### What is needed
Every line of the data, first to last, must be written out unchanged.

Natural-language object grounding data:
== Segment start ==
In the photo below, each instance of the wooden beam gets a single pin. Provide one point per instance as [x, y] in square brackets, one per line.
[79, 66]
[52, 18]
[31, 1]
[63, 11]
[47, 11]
== Segment end ==
### Answer space
In the photo below, each instance of the wooden beam gets a single pin. Provide one point per instance as [x, y] in square brackets, one per line.
[79, 66]
[52, 18]
[31, 1]
[63, 11]
[47, 11]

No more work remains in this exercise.